-- STORED ROWS --
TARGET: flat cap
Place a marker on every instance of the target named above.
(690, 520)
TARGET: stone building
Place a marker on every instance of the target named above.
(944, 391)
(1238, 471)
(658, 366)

-- PROMPT --
Reproduce the material above verbatim, line for line, with no changes.

-- PROBLEM SOLUTION --
TARGET: flat cap
Place a marker on every instance of the target named above.
(690, 520)
TARGET: stone building
Place a marker on every instance of the target named above.
(944, 391)
(1238, 471)
(658, 366)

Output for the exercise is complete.